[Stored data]

┌──

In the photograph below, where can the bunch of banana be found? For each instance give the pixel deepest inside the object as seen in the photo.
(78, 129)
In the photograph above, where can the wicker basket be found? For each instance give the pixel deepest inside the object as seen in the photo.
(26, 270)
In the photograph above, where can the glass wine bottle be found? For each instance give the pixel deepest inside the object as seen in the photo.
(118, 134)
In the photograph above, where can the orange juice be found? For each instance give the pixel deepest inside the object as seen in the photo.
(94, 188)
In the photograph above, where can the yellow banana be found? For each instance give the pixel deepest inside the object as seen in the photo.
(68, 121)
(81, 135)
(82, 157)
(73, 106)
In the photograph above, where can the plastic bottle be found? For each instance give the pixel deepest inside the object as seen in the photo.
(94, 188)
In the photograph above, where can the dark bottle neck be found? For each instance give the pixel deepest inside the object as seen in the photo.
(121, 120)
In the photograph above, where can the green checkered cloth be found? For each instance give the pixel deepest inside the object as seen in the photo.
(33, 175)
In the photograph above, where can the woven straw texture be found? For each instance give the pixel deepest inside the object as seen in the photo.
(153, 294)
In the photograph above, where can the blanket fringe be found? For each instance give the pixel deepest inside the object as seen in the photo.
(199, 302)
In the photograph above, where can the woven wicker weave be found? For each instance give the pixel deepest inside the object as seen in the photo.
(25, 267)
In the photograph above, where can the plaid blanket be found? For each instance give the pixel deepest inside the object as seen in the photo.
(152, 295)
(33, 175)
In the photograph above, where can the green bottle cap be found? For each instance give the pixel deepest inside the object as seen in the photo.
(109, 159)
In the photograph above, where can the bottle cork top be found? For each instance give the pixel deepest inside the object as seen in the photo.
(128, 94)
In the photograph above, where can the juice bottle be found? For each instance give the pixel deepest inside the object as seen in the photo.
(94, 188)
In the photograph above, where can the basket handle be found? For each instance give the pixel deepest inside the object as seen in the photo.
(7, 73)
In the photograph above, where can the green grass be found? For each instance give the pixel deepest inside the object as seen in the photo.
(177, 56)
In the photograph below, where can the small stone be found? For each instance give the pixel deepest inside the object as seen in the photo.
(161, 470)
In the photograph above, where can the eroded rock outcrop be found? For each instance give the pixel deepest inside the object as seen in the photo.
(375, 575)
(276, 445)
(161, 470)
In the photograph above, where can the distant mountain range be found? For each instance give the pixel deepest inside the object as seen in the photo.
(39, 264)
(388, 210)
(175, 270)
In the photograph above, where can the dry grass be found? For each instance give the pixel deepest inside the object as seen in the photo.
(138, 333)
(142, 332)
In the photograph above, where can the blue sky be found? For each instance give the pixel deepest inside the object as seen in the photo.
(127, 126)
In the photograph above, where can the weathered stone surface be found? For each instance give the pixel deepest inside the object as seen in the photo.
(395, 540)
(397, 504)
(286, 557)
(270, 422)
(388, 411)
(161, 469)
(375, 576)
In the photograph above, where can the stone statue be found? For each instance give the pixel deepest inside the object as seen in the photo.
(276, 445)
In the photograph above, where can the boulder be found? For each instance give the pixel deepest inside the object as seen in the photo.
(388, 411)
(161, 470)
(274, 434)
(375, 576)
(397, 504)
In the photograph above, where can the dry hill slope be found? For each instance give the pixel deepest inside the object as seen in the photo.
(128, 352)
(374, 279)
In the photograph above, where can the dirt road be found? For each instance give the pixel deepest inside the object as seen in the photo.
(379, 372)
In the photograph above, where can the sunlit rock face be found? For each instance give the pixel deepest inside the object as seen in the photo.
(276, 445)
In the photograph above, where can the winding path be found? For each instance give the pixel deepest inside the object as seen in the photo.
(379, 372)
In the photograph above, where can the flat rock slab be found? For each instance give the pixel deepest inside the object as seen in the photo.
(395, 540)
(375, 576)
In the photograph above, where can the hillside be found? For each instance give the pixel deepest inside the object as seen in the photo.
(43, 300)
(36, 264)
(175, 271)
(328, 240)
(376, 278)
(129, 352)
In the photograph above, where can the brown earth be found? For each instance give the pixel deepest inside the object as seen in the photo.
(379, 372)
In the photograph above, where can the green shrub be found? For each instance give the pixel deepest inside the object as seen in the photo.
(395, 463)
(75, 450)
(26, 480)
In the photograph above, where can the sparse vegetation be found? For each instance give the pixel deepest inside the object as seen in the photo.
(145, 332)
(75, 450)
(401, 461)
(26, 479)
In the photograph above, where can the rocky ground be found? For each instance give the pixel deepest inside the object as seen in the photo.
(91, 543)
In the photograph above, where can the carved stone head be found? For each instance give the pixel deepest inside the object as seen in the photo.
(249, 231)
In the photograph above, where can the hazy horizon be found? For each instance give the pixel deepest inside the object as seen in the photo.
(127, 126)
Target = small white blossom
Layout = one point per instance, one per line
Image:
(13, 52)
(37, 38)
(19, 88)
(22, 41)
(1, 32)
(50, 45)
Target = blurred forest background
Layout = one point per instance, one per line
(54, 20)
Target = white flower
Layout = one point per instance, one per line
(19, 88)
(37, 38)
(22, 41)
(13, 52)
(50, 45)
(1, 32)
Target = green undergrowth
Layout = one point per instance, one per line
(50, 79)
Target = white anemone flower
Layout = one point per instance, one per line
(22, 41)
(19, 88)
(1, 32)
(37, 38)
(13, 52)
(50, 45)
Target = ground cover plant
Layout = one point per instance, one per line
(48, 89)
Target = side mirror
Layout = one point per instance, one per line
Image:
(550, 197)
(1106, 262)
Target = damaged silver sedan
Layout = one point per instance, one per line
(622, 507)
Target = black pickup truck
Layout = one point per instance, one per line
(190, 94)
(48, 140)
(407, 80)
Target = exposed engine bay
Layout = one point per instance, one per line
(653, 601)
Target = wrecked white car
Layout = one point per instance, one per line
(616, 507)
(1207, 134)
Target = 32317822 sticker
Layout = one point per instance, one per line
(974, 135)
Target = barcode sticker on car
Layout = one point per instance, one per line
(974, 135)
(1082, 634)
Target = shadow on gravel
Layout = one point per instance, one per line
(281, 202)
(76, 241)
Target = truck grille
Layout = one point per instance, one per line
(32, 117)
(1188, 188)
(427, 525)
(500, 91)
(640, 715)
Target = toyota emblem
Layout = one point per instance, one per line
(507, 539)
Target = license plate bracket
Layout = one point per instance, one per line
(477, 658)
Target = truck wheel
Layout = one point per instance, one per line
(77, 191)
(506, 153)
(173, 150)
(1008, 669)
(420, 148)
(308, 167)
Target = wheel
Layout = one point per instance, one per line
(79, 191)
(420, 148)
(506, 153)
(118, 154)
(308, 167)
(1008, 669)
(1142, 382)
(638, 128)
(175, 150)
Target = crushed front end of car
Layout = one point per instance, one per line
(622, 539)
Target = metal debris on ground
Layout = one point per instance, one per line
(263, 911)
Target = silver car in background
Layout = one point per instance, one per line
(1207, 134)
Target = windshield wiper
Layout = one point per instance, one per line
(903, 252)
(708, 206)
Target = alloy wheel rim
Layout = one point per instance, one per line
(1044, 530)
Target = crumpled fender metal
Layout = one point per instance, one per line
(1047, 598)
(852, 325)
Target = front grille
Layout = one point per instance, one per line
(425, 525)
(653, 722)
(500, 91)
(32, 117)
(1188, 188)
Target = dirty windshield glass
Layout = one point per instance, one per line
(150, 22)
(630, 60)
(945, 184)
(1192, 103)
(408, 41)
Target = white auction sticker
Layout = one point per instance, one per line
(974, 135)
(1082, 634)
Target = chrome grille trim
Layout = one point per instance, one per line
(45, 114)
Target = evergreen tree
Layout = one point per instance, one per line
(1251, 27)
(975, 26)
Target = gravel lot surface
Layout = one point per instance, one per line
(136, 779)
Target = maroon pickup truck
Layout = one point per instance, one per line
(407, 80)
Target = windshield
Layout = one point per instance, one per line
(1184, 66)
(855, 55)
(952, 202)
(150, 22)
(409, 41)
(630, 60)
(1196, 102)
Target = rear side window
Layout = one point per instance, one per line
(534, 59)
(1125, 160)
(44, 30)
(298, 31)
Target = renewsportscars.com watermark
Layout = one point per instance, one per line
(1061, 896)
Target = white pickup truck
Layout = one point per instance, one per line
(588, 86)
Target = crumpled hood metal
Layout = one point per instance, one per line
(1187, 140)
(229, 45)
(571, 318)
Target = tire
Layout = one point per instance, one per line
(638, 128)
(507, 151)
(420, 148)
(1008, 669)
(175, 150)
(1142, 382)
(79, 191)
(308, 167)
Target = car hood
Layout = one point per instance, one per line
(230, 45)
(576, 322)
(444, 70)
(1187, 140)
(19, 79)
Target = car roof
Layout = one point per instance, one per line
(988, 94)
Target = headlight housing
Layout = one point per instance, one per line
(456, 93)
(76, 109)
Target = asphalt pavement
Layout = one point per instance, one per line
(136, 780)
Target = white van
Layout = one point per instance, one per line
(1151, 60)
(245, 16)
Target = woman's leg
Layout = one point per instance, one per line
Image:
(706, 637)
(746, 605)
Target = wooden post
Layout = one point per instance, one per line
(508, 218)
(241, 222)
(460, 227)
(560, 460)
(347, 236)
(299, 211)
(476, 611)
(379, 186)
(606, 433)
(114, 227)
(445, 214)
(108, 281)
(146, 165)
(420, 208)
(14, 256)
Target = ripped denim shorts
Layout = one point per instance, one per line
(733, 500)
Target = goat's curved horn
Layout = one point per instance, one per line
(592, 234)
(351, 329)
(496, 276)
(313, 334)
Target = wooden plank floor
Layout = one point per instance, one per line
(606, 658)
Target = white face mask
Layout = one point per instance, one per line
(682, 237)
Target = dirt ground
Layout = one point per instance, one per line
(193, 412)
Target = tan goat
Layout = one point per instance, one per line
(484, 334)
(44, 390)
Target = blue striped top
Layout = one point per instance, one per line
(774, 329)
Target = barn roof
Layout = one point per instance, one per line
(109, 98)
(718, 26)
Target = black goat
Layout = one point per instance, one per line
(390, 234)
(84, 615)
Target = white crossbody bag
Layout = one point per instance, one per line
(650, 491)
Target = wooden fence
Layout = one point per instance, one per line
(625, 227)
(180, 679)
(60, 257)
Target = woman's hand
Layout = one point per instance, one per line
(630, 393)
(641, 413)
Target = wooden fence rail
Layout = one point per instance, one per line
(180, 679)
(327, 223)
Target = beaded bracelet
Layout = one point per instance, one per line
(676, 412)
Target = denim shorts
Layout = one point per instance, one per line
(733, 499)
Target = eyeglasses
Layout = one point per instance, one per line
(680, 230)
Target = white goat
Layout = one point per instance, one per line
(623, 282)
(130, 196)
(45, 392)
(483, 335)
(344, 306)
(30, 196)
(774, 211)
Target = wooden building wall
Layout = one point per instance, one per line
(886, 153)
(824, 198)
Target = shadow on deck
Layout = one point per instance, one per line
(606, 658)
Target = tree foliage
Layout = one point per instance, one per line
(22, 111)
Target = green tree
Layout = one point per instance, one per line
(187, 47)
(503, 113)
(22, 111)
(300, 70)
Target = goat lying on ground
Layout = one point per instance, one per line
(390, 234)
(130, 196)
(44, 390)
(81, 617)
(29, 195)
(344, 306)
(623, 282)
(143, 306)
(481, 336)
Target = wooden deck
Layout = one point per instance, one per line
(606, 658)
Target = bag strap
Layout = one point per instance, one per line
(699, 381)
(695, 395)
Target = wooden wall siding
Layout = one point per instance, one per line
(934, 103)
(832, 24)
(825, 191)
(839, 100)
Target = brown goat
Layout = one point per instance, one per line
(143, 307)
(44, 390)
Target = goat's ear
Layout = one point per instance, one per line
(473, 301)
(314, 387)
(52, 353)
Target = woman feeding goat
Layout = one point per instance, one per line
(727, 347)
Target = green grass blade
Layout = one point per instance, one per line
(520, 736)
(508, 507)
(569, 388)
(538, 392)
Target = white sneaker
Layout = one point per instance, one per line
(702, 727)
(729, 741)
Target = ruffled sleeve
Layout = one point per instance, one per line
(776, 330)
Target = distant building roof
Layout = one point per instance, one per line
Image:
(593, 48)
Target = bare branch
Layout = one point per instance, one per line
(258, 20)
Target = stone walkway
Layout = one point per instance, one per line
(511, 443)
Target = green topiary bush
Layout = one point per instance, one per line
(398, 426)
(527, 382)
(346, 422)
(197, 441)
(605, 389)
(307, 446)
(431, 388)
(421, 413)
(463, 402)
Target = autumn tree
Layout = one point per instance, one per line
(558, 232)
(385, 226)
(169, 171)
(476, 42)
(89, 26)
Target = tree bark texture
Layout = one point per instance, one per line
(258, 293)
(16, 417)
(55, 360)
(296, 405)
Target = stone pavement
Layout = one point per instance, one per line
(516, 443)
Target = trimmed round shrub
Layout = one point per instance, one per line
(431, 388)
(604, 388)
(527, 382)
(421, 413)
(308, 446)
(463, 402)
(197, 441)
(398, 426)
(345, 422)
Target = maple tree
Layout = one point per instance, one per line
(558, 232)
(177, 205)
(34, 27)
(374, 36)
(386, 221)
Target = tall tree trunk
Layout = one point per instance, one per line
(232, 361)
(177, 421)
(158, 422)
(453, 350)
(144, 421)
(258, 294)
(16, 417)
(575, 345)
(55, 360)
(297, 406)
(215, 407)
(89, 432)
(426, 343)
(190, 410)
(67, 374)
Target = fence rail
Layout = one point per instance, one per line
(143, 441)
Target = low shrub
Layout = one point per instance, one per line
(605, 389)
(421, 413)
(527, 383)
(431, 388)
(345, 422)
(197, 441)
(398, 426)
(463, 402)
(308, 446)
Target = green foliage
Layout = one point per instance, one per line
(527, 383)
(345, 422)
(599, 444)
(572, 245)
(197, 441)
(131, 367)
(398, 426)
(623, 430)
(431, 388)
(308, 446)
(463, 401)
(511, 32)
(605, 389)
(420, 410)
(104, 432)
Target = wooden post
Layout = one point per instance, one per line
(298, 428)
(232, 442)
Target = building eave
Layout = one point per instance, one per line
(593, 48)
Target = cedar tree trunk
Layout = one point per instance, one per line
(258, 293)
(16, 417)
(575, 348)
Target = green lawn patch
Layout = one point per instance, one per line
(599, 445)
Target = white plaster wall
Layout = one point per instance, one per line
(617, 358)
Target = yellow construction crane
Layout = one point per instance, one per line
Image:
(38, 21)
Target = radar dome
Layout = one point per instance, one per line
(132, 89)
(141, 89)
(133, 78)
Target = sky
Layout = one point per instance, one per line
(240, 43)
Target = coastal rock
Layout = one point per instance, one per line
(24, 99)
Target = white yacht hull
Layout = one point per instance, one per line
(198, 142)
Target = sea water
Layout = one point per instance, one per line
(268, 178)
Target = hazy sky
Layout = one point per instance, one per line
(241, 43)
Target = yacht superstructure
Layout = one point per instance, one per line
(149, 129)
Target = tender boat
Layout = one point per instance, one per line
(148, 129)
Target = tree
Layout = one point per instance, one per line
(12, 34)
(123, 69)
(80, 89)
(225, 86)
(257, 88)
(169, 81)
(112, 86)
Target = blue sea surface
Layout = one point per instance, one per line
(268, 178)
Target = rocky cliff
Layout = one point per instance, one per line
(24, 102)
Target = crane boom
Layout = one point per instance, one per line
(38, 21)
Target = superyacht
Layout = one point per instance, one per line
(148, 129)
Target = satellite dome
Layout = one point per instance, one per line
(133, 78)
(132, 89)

└──

- _Aim_
Can you give the entries as a Markdown table with the columns "Row" and "Line", starting at the line containing "Target = crane boom" and ending at the last line of the entries, leaving out blank lines?

- _Solution to the problem_
| Row | Line |
|---|---|
| 1 | Target = crane boom |
| 2 | Layout = one point per instance, one per line |
| 3 | (38, 21) |
| 4 | Target = superyacht |
| 5 | Layout = one point per instance, one per line |
| 6 | (148, 129) |
| 7 | Target = satellite dome |
| 8 | Layout = one point per instance, one per line |
| 9 | (133, 78) |
| 10 | (132, 89) |